- Problem
Without omitting anything, return the records precisely as given.

## start Records shown

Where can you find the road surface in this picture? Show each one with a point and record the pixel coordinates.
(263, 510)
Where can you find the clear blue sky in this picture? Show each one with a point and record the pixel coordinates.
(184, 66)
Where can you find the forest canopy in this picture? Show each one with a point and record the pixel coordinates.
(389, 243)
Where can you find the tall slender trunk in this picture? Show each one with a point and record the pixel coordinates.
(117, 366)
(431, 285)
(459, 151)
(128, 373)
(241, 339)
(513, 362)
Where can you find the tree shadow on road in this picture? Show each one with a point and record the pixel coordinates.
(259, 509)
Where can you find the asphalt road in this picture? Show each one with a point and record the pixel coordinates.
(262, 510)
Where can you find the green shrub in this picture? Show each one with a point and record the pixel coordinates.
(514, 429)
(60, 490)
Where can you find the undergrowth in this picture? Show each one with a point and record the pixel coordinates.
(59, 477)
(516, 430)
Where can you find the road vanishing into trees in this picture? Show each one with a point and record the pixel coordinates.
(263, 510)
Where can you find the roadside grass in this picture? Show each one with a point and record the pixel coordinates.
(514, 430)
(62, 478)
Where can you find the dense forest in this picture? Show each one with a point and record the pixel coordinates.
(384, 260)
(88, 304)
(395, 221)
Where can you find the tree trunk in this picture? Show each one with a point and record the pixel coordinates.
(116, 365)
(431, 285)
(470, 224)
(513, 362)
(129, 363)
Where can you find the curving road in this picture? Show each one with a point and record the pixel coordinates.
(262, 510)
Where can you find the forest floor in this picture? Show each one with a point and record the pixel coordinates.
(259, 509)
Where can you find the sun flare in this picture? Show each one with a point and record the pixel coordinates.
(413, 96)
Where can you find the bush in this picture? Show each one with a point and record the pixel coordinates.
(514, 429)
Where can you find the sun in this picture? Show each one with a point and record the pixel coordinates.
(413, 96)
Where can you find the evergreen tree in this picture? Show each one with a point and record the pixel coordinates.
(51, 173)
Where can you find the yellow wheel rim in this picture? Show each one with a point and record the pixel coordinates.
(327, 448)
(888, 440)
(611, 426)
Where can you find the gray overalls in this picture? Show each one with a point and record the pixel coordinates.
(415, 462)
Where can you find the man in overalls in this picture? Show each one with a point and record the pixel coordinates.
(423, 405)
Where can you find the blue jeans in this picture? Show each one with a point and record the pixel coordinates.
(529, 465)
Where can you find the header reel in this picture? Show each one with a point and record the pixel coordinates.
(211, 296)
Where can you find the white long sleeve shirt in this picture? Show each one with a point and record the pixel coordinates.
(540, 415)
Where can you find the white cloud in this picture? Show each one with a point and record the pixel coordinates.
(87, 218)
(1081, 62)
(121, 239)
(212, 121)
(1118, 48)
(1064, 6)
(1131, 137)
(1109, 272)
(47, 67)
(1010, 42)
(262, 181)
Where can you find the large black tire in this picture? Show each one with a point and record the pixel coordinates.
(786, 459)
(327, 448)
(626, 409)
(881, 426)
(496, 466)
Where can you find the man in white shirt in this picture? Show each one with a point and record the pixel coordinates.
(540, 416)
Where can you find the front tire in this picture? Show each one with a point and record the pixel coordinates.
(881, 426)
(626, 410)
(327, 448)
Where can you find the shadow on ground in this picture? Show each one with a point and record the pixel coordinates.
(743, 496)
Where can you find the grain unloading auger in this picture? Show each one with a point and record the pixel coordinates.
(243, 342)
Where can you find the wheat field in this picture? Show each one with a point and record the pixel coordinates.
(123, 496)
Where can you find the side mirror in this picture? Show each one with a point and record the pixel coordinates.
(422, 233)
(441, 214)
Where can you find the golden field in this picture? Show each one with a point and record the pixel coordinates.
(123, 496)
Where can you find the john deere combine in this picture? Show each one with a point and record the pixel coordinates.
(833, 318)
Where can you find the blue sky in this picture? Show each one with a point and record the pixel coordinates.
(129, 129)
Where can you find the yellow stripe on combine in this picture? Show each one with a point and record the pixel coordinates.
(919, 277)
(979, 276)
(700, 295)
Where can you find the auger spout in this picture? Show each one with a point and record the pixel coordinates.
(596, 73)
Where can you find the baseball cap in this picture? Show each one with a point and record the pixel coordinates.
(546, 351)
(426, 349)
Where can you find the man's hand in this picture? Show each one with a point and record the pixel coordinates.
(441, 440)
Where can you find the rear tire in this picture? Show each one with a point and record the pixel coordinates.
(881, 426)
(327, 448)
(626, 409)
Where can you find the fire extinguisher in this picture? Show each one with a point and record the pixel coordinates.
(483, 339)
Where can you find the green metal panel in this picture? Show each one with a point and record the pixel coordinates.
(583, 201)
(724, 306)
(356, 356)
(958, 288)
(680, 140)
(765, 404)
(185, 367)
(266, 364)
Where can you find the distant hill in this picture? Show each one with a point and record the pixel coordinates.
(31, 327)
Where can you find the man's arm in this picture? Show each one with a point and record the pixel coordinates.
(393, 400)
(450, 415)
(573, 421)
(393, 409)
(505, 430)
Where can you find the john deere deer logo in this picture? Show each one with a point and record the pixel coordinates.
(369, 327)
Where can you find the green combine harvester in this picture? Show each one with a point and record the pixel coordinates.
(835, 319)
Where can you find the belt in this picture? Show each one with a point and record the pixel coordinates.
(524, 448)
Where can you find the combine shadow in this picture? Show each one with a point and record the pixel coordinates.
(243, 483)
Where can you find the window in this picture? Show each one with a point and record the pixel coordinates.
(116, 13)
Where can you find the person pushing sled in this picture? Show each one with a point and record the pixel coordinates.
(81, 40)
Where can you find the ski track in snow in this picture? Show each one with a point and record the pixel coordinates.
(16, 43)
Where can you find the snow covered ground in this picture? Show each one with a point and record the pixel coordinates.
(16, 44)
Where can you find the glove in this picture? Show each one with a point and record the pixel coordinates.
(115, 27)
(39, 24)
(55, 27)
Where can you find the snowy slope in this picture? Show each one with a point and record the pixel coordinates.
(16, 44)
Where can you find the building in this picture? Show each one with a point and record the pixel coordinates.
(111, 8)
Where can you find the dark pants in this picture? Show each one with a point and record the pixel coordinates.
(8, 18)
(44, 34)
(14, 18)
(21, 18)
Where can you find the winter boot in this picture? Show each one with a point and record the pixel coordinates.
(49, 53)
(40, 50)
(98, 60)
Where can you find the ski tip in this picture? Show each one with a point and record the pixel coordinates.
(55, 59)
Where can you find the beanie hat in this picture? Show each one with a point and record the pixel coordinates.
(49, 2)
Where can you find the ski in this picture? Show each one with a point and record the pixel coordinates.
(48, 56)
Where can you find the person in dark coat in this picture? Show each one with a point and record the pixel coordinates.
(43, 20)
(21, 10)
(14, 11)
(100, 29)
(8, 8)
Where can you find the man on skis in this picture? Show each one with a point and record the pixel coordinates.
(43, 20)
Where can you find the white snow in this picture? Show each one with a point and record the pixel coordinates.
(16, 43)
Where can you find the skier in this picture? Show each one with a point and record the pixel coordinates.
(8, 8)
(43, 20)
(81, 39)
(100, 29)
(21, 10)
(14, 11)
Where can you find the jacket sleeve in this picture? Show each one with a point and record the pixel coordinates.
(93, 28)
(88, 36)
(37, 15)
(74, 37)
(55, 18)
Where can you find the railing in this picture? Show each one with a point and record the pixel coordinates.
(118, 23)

## end Records shown

- Exercise result
Where can you find the road surface in this picture? Show each one with a point and record the pixel coordinates.
(263, 510)
Where can you find the clear blue sky in this picture? Show each one with a point and record the pixel coordinates.
(184, 66)
Where can you find the forest canopy in this picture? Show each one with a point and record the pixel coordinates.
(389, 243)
Where can you find the tall slender trunk in this picture? Show each one with a point and record the pixel coordinates.
(117, 366)
(431, 285)
(459, 151)
(128, 373)
(241, 339)
(513, 362)
Where can you find the tree shadow on road in this picture? Show each one with a point and record the pixel coordinates.
(259, 509)
Where can you find the asphalt road in this picture? Show each one with a point and record the pixel coordinates.
(262, 510)
Where can you find the green shrub in this picture? Show each one with a point and record the pixel coordinates.
(514, 429)
(60, 490)
Where can you find the undergrowth in this picture? Show each one with a point and record the pixel coordinates.
(59, 477)
(516, 430)
Where can you find the road vanishing into trees in this picture? Show each one with a point and record the pixel coordinates.
(263, 510)
Where can you find the roadside grass in this picture? Show each one with a point and record the pixel coordinates.
(514, 430)
(62, 478)
Where can you find the dense forest in this picture? Show each one with a point and record the pixel coordinates.
(384, 260)
(88, 304)
(395, 221)
Where can you find the tree trunk in this picture? Show each one with a point and record the pixel coordinates.
(116, 365)
(431, 285)
(470, 224)
(513, 362)
(129, 363)
Where can you find the curving road in this picture? Show each one with a point and record the pixel coordinates.
(262, 510)
Where can you find the forest floor in this picture? Show each one with a point and record the pixel coordinates.
(259, 509)
Where can you find the sun flare in this picture? Show each one with a point and record the pixel coordinates.
(413, 96)
Where can you find the bush in this picture? Show each one with a point and record the pixel coordinates.
(514, 429)
Where can you find the sun in this picture? Show each one with a point and record the pixel coordinates.
(413, 96)
Where can you find the evergreen tree in this picture? Show each one with a point and record the pixel coordinates.
(51, 173)
Where can you find the yellow wheel rim in this picture? Show each one with a point and record the pixel coordinates.
(327, 448)
(888, 440)
(611, 426)
Where can you find the gray overalls in this picture? Show each one with a point and record the pixel coordinates.
(415, 462)
Where can you find the man in overalls in this picture? Show each one with a point and record the pixel coordinates.
(423, 405)
Where can you find the blue jeans in this picture? Show each one with a point and record the pixel coordinates.
(529, 465)
Where can you find the header reel in this picture? Show each one with a point and record the pixel coordinates.
(211, 296)
Where can you find the white long sleeve shirt in this picture? Show each one with a point and record the pixel coordinates.
(540, 415)
Where can you find the white cloud in this picture? Show each one with a point and record the pixel coordinates.
(87, 218)
(1081, 62)
(121, 239)
(212, 121)
(1118, 48)
(1064, 6)
(1131, 137)
(1109, 272)
(47, 67)
(1010, 42)
(262, 181)
Where can you find the large black tire in this picture? Show each one with a point and record the pixel coordinates.
(786, 459)
(327, 448)
(626, 409)
(881, 426)
(496, 466)
Where can you find the man in white shirt in this picture? Show each one with a point and record the pixel coordinates.
(540, 416)
Where can you find the front tire in this picture? Show each one with a point and record the pixel coordinates.
(881, 426)
(626, 410)
(327, 448)
Where can you find the shadow on ground in this picture? Show each one with a point and record the pixel coordinates.
(743, 496)
Where can you find the grain unloading auger in this picture? Show each one with a point and record the pixel coordinates.
(243, 342)
Where can you find the wheat field in this picture? Show each one with a point and record the pixel coordinates.
(123, 496)
Where can you find the side mirror in this picture? Show each one with a point and record the pixel coordinates.
(422, 233)
(441, 214)
Where can you find the golden field in this picture? Show each one with a point and record the pixel coordinates.
(123, 496)
Where can you find the john deere combine in this picture? Show each one with a point and record the pixel coordinates.
(833, 318)
Where can you find the blue sky in this picture? Show each one with a point and record the pixel coordinates.
(129, 129)
Where can you find the yellow stripe on combine in this picture? Show each one with a point and record the pixel coordinates.
(919, 277)
(979, 276)
(700, 295)
Where can you find the auger spout in this picture? Show each one with a point and record the pixel coordinates.
(596, 73)
Where can you find the baseball cap in this picture? Show each one with a point and record the pixel coordinates.
(546, 351)
(426, 349)
Where can you find the man's hand in this picture? Show each one with a point and record the pixel coordinates.
(441, 440)
Where can you find the rear tire in this picture? Show each one with a point and record the pixel coordinates.
(881, 426)
(327, 448)
(626, 409)
Where can you find the fire extinguisher in this picture? Show each one with a point and record the pixel coordinates.
(483, 339)
Where can you find the green metal panel in this picture? Show each one with a point and record the pixel coordinates.
(583, 201)
(724, 306)
(356, 356)
(958, 288)
(680, 140)
(765, 404)
(185, 367)
(266, 364)
Where can you find the distant hill in this picture? Show each one with a point and record the pixel coordinates.
(31, 327)
Where can you find the man's arm in this picture? Show each one with a point and record the pixel coordinates.
(393, 400)
(450, 415)
(573, 421)
(393, 409)
(505, 430)
Where can you find the john deere deer logo in this picture? Show each one with a point and record the pixel coordinates.
(369, 327)
Where can you find the green combine harvester in this picture? Show each one with a point and record the pixel coordinates.
(835, 319)
Where can you find the belt in this picture? Show each one with a point and record the pixel coordinates.
(524, 448)
Where can you find the combine shadow in this picture? Show each one with a point and record the pixel coordinates.
(243, 483)
Where can you find the window in this picture? Show each one with a point and record the pixel coordinates.
(116, 13)
Where can you find the person pushing sled in this picture? Show each one with a point and record the pixel coordinates.
(81, 40)
Where can you find the ski track in snow in this picture? Show each one with a point and record the pixel coordinates.
(16, 43)
Where can you find the snow covered ground in this picture? Show each one with a point and record the pixel coordinates.
(16, 44)
Where can you find the glove in this picture? Show each one with a point and record the pixel coordinates.
(115, 27)
(39, 24)
(55, 27)
Where can you find the snowy slope in this picture? Show each one with a point and record the pixel coordinates.
(16, 44)
Where can you find the building in this picture? Show each one with a point and record the pixel coordinates.
(111, 8)
Where can you find the dark pants in this picture? Show each one with a point and record the pixel coordinates.
(8, 18)
(44, 34)
(14, 18)
(21, 18)
Where can you find the winter boot in this picture? Show each one with a point and record the pixel coordinates.
(49, 53)
(40, 50)
(98, 60)
Where can you find the ski tip in this picture? Show each one with a point and record the pixel coordinates.
(55, 59)
Where can you find the beanie hat in this picture? Show each one with a point and record the pixel coordinates.
(49, 2)
Where can you find the ski in this picture? Show each one with a point and record the pixel coordinates.
(48, 56)
Where can you find the person in dark coat in this picture? Show each one with a point and record the pixel coordinates.
(43, 20)
(21, 10)
(14, 11)
(100, 29)
(8, 8)
Where can you find the man on skis in this picture? Show each one with a point and record the pixel coordinates.
(43, 20)
Where can you find the white snow in this picture? Show each one with a point and record the pixel coordinates.
(16, 43)
Where can you find the skier in this picture? Show each one with a point and record the pixel coordinates.
(8, 8)
(43, 20)
(81, 39)
(100, 29)
(21, 10)
(14, 11)
Where can you find the jacket sleeve in this picture? Show each one with a point and record the pixel coordinates.
(93, 28)
(88, 36)
(37, 15)
(74, 37)
(55, 18)
Where can you find the railing in this picture? Show each one with a point and record the pixel coordinates.
(118, 23)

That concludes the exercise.